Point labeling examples
--------------------------------

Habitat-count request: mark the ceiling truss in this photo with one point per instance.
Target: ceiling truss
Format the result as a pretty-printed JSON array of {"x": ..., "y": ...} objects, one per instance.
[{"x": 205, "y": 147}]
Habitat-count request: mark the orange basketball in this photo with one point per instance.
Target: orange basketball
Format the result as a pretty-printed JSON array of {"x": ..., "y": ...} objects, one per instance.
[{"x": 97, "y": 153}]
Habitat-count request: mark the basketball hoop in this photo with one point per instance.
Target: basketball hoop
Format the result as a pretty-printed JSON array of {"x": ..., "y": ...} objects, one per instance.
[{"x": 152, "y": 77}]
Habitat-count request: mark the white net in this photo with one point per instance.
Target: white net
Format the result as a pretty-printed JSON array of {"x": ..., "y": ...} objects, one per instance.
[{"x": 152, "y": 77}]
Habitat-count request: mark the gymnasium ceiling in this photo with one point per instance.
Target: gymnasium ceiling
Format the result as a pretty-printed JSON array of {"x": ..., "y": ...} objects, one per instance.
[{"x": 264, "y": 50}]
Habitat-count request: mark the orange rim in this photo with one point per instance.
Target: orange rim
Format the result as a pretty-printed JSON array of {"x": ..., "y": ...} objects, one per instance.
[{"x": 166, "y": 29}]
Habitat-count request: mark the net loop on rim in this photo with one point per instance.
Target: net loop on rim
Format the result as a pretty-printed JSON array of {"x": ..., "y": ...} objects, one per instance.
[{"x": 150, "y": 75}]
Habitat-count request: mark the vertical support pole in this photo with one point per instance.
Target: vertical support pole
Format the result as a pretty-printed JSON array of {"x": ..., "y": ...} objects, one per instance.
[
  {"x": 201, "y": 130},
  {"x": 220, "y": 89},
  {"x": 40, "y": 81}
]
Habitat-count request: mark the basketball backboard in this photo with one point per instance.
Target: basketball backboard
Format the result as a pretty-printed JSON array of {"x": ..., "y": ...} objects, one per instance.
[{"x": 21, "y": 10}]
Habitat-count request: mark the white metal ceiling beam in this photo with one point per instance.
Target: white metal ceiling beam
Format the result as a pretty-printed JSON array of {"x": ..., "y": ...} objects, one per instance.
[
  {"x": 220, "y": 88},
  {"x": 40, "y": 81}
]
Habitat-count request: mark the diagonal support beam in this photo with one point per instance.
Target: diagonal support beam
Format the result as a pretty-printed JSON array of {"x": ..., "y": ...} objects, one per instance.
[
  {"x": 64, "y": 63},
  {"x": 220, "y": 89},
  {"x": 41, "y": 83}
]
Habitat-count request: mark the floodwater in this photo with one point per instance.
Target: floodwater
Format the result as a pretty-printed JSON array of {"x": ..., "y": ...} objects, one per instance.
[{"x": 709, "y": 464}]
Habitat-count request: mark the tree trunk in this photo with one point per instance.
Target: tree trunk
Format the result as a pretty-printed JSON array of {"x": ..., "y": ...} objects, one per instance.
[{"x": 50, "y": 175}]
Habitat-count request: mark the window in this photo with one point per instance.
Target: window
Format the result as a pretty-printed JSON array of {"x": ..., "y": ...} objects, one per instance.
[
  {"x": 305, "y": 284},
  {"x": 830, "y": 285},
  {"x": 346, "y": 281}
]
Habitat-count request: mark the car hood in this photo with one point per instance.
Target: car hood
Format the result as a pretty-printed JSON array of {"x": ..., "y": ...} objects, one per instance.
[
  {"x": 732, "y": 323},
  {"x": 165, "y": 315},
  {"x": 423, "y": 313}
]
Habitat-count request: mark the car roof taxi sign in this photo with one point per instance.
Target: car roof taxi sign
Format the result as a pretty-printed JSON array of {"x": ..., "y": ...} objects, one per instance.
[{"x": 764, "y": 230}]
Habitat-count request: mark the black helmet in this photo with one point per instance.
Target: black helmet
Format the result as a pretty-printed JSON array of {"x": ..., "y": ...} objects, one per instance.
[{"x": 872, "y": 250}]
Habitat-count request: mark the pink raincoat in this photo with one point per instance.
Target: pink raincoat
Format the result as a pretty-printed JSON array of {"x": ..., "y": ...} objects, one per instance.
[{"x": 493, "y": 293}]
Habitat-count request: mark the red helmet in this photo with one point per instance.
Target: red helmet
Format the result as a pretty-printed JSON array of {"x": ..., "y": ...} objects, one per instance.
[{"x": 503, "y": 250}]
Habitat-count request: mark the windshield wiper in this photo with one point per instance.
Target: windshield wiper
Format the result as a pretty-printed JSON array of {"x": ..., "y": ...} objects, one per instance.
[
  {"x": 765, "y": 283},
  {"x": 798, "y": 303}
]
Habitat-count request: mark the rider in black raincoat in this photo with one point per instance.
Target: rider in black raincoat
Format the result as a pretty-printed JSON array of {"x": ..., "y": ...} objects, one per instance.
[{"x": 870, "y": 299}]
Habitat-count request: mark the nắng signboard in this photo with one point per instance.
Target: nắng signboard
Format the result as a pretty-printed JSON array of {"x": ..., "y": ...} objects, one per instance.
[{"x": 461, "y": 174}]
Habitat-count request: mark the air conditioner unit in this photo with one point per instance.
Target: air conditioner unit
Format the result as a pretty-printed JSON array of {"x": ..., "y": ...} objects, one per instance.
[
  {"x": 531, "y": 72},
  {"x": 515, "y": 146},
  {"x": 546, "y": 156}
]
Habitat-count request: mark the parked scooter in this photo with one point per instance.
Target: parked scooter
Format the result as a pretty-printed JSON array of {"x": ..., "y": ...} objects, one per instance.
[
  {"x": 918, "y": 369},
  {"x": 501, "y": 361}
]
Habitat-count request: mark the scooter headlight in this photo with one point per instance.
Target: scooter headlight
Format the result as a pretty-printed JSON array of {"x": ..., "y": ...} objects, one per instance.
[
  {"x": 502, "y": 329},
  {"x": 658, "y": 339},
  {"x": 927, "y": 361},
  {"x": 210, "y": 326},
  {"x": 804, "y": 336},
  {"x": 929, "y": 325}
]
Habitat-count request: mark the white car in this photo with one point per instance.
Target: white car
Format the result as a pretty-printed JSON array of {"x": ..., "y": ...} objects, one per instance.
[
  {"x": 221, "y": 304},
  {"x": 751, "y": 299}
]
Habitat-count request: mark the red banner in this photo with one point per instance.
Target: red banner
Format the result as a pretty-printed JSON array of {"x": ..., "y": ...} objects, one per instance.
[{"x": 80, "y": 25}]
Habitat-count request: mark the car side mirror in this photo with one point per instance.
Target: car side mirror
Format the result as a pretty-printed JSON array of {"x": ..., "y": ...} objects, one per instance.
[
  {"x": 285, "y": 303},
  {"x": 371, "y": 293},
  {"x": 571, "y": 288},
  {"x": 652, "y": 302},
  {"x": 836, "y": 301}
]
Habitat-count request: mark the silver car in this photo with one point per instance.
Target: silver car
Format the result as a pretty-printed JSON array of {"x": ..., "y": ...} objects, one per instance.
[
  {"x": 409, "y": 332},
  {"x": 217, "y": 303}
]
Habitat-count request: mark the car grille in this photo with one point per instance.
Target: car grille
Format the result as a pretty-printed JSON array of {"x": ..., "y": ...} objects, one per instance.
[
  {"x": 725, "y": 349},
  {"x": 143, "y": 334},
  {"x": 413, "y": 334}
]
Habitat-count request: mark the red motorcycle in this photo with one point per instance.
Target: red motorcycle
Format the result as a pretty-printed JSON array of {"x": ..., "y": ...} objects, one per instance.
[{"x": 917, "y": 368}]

--------------------------------

Copy the records above exactly as they appear.

Worked answer —
Habitat-count request: mark the ceiling truss in this photo with one point per instance.
Target: ceiling truss
Format the result as a pretty-printed JSON array of {"x": ..., "y": ...} objects, one per instance.
[{"x": 205, "y": 147}]
Habitat-count request: mark the orange basketball in this photo with one point per instance.
Target: orange basketball
Format the result as a pretty-printed JSON array of {"x": ..., "y": ...} objects, one per instance.
[{"x": 97, "y": 153}]
Habitat-count request: mark the basketball hoop in this photo with one point per instance.
Target: basketball hoop
Format the result as a pretty-printed JSON array of {"x": ..., "y": ...} objects, one per instance.
[{"x": 152, "y": 77}]
Habitat-count request: mark the white net in this photo with one point per instance.
Target: white net
Format the result as a pretty-printed JSON array of {"x": ..., "y": ...} objects, one per instance.
[{"x": 152, "y": 77}]
Habitat-count request: mark the gymnasium ceiling in this photo with one point per instance.
Target: gymnasium ceiling
Format the result as a pretty-printed JSON array of {"x": ..., "y": ...} objects, one per instance.
[{"x": 264, "y": 50}]
Habitat-count request: mark the orange rim in this photo with one point per instance.
Target: orange rim
Format the result as a pretty-printed JSON array of {"x": ..., "y": ...} objects, one per instance.
[{"x": 166, "y": 29}]
Habitat-count request: mark the net loop on rim in this photo with one point per instance.
Target: net loop on rim
Format the result as a pretty-printed JSON array of {"x": ..., "y": ...} objects, one per instance.
[{"x": 150, "y": 75}]
Habitat-count request: mark the vertical support pole in this photo with one point per instance.
Target: vertical support pole
Format the result as a pretty-printed JSON array of {"x": ..., "y": ...} objects, one per instance.
[
  {"x": 201, "y": 130},
  {"x": 220, "y": 89},
  {"x": 40, "y": 81}
]
Habitat-count request: mark the basketball backboard in this photo with one point per instance.
Target: basketball backboard
Format the result as a pretty-printed JSON array of {"x": ..., "y": ...} objects, one per instance.
[{"x": 21, "y": 10}]
Habitat-count request: mark the white metal ceiling beam in this photo with one point per instance.
Target: white metal ceiling beam
Format the result as a pretty-printed JSON array of {"x": ..., "y": ...} objects, one per instance.
[
  {"x": 220, "y": 88},
  {"x": 40, "y": 81}
]
Habitat-count request: mark the diagonal support beam in this photo with one point per instance.
Target: diagonal support beam
Format the result as a pretty-printed JSON array of {"x": ..., "y": ...} objects, one per instance.
[
  {"x": 64, "y": 63},
  {"x": 220, "y": 89},
  {"x": 41, "y": 83}
]
Habitat-count request: mark the floodwater in this photo with one point per instance.
Target: floodwater
Format the result as a pretty-printed JSON array of {"x": ..., "y": ...} objects, one per instance.
[{"x": 709, "y": 464}]
Habitat-count request: mark the tree trunk in this photo with one point per instance.
Target: tree trunk
Format the result as a pretty-printed JSON array of {"x": ..., "y": ...} objects, one per instance.
[{"x": 50, "y": 175}]
Habitat-count request: mark the window in this photo with one point per instance.
Target: window
Format the result as a pretty-printed JSON array of {"x": ..., "y": ...} objects, one per instance.
[
  {"x": 305, "y": 284},
  {"x": 830, "y": 285},
  {"x": 346, "y": 281}
]
Habitat-count request: mark the car hood in this photo with one point per instance.
Target: car hood
Format the result as a pretty-printed JSON array of {"x": ..., "y": ...} objects, one per instance.
[
  {"x": 732, "y": 323},
  {"x": 165, "y": 315},
  {"x": 423, "y": 313}
]
Habitat-count request: mark the car roof taxi sign in this photo with one point per instance.
Target: car roof taxi sign
Format the result as a pretty-printed JSON array of {"x": ..., "y": ...} objects, one per instance.
[{"x": 764, "y": 230}]
Habitat-count request: mark the black helmet in this photo with one point per instance.
Target: black helmet
Format the result as a pretty-printed JSON array of {"x": ..., "y": ...} objects, one per instance.
[{"x": 872, "y": 250}]
Habitat-count request: mark the pink raincoat in this photo with one point per instance.
Target: pink raincoat
Format the result as a pretty-printed JSON array of {"x": ..., "y": ...} objects, one per instance.
[{"x": 493, "y": 293}]
Habitat-count request: mark the red helmet in this photo with one point per instance.
Target: red helmet
Format the result as a pretty-printed JSON array of {"x": ..., "y": ...} objects, one per instance.
[{"x": 503, "y": 250}]
Habitat-count request: mark the windshield wiper in this photo with one point per instance.
Target: windshield wiper
Format the result as a pretty-printed JSON array of {"x": ..., "y": ...} objects, one per instance.
[
  {"x": 765, "y": 283},
  {"x": 798, "y": 303}
]
Habitat-count request: mark the rider in black raincoat in this photo with one point per instance.
Target: rider in black raincoat
Format the result as a pretty-printed JSON array of {"x": ..., "y": ...} objects, one per instance.
[{"x": 870, "y": 299}]
Habitat-count request: mark the nắng signboard in this photo with one point per instance.
Target: nắng signboard
Format the result as a pretty-printed JSON array of {"x": ..., "y": ...} objects, one per instance.
[{"x": 461, "y": 174}]
Habitat-count request: mark the air conditioner unit in this photo with one point per instance.
Target: air conditioner unit
Format the result as a pretty-printed JSON array of {"x": ..., "y": ...} objects, one per instance.
[
  {"x": 531, "y": 72},
  {"x": 515, "y": 146},
  {"x": 546, "y": 156}
]
Habitat-count request: mark the parked scooter in this photo with one point per instance.
Target: parked scooter
Format the result as a pretty-printed JSON array of {"x": ..., "y": ...} objects, one per instance.
[
  {"x": 918, "y": 369},
  {"x": 501, "y": 361}
]
Habitat-count request: mark the scooter headlight in this photo with one point per instance.
Target: scooter headlight
Format the result as a pretty-printed JSON array of {"x": ..., "y": ...} objects, one per instance.
[
  {"x": 502, "y": 329},
  {"x": 658, "y": 339},
  {"x": 927, "y": 361},
  {"x": 210, "y": 326},
  {"x": 804, "y": 336},
  {"x": 929, "y": 325}
]
Habitat-count request: mark the white car in this photo with one point per instance.
Target: white car
Format the result as a pretty-printed JSON array of {"x": ..., "y": ...} objects, one per instance.
[
  {"x": 221, "y": 304},
  {"x": 751, "y": 299}
]
Habitat-count request: mark the red banner in this photo with one point per instance.
Target: red banner
Format the result as a pretty-printed JSON array of {"x": ..., "y": ...} objects, one per instance.
[{"x": 80, "y": 25}]
Habitat-count request: mark the car side mirror in this photo with one point per instance.
Target: car side mirror
Format the result as a pretty-printed JSON array of {"x": ..., "y": ...} objects, one per instance.
[
  {"x": 285, "y": 303},
  {"x": 371, "y": 293},
  {"x": 571, "y": 288},
  {"x": 652, "y": 302},
  {"x": 836, "y": 301}
]
Habitat-count request: mark the silver car in this photo with one point per instance.
Target: silver car
Format the result as a pretty-printed JSON array of {"x": ..., "y": ...} objects, one per instance.
[
  {"x": 409, "y": 332},
  {"x": 217, "y": 303}
]
Habitat-count request: mark the car grille in this photo with one point per instance.
Target: car grille
Format the result as a pretty-printed JSON array of {"x": ..., "y": ...} objects, one per instance.
[
  {"x": 725, "y": 349},
  {"x": 143, "y": 334},
  {"x": 413, "y": 334}
]
Habitat-count request: mark the red motorcycle in this photo with one point per instance.
Target: red motorcycle
Format the result as a pretty-printed JSON array of {"x": ..., "y": ...} objects, one per instance.
[{"x": 917, "y": 368}]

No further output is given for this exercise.